**Data for this task**
:::

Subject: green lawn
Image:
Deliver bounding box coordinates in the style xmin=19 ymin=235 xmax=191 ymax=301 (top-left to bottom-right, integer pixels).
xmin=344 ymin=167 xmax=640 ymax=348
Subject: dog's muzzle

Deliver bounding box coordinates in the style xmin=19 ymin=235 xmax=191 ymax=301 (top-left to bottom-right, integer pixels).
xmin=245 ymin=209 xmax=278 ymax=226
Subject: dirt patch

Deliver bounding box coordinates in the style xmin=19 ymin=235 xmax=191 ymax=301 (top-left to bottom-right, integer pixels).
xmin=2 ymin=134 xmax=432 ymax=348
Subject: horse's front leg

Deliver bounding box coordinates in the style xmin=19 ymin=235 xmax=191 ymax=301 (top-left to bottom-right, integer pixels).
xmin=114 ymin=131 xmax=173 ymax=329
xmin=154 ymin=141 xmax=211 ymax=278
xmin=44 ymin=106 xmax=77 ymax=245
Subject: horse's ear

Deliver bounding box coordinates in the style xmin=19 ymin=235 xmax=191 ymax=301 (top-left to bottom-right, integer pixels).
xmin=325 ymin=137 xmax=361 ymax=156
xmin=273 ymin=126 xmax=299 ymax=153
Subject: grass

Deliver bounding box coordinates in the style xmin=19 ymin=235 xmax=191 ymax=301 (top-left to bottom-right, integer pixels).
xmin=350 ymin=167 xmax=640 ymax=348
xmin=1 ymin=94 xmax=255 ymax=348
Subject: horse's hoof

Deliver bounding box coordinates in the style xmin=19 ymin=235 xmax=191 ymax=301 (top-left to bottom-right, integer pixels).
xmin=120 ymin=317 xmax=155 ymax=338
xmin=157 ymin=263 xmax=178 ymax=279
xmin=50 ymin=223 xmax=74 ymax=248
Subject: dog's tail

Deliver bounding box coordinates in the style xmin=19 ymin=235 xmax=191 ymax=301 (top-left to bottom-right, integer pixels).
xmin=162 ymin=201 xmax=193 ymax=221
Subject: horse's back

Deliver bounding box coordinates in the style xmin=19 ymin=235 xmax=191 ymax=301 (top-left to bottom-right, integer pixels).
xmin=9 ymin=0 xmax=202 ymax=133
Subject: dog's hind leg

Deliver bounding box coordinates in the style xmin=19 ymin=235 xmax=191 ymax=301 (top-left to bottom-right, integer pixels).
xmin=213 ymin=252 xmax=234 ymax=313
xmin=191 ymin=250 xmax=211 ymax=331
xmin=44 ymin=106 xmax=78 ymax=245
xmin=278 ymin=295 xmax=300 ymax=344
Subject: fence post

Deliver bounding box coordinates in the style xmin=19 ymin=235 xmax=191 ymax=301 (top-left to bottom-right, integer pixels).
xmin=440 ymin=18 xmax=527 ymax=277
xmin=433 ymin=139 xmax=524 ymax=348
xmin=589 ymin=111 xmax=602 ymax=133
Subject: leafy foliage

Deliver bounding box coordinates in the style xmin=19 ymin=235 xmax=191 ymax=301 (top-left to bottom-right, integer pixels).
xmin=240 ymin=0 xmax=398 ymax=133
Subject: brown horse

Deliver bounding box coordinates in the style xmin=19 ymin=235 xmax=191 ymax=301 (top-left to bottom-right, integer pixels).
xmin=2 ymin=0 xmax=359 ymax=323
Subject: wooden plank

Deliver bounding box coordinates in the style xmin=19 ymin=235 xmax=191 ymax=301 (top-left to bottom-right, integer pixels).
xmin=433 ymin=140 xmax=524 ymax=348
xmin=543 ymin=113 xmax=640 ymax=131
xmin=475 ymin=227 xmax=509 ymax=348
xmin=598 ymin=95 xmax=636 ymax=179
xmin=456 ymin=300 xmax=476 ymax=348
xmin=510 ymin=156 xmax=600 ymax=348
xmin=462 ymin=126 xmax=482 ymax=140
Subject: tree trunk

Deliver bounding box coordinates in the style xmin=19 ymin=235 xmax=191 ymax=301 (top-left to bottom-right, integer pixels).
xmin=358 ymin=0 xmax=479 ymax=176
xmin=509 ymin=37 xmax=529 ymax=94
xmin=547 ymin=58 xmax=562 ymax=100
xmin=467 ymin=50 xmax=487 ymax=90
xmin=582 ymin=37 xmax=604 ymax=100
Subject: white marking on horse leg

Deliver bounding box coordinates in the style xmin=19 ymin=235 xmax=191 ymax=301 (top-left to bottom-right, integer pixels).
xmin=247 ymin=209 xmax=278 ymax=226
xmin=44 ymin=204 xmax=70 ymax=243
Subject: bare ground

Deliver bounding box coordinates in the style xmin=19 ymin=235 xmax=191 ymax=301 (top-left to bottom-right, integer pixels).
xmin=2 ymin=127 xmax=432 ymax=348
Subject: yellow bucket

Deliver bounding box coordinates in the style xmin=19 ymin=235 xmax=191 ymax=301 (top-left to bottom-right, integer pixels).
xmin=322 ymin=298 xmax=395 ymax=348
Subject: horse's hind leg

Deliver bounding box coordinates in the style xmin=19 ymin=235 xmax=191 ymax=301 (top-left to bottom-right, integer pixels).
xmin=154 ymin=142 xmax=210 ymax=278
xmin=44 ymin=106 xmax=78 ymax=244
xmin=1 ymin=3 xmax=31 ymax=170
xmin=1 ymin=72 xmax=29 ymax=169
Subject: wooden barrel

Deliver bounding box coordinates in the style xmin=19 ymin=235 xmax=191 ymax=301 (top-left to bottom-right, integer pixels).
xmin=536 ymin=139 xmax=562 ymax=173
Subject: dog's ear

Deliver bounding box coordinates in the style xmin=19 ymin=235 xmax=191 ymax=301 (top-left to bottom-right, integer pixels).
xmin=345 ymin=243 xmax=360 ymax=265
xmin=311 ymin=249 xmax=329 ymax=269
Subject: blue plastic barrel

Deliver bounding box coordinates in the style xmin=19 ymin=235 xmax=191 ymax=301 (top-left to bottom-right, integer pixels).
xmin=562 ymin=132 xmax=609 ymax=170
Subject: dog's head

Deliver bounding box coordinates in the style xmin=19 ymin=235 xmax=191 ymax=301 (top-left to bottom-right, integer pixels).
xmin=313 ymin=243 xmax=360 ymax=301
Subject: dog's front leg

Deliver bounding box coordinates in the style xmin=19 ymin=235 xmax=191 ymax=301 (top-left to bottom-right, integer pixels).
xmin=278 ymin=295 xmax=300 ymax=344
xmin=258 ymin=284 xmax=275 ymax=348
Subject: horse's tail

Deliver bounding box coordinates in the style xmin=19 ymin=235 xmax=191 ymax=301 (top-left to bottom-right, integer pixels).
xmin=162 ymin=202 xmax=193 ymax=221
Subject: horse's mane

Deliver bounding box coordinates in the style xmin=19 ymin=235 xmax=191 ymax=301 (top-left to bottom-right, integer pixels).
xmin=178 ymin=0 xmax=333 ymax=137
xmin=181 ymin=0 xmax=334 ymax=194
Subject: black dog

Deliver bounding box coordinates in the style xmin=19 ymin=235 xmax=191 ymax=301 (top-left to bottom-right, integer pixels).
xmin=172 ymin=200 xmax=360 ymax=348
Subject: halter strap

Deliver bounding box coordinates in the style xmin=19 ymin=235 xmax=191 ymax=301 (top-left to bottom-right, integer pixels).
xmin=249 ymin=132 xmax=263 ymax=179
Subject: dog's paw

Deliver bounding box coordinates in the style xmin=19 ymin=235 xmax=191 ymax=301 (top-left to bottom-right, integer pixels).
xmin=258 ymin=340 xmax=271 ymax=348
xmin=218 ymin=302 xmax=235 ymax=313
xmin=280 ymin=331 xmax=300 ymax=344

:::

**Prompt**
Return the lines of the data above verbatim, starting at the line that has "Subject: wooden barrel" and ending after the line that has "xmin=311 ymin=249 xmax=329 ymax=269".

**Final result**
Subject: wooden barrel

Deliver bounding box coordinates in the style xmin=19 ymin=235 xmax=191 ymax=301 (top-left to bottom-right, integer pixels).
xmin=536 ymin=139 xmax=562 ymax=173
Subject: dog's ear

Deliver bounding box coordinates in the style xmin=19 ymin=235 xmax=191 ymax=301 (top-left to bottom-right, integer pixels).
xmin=345 ymin=243 xmax=360 ymax=265
xmin=311 ymin=249 xmax=329 ymax=269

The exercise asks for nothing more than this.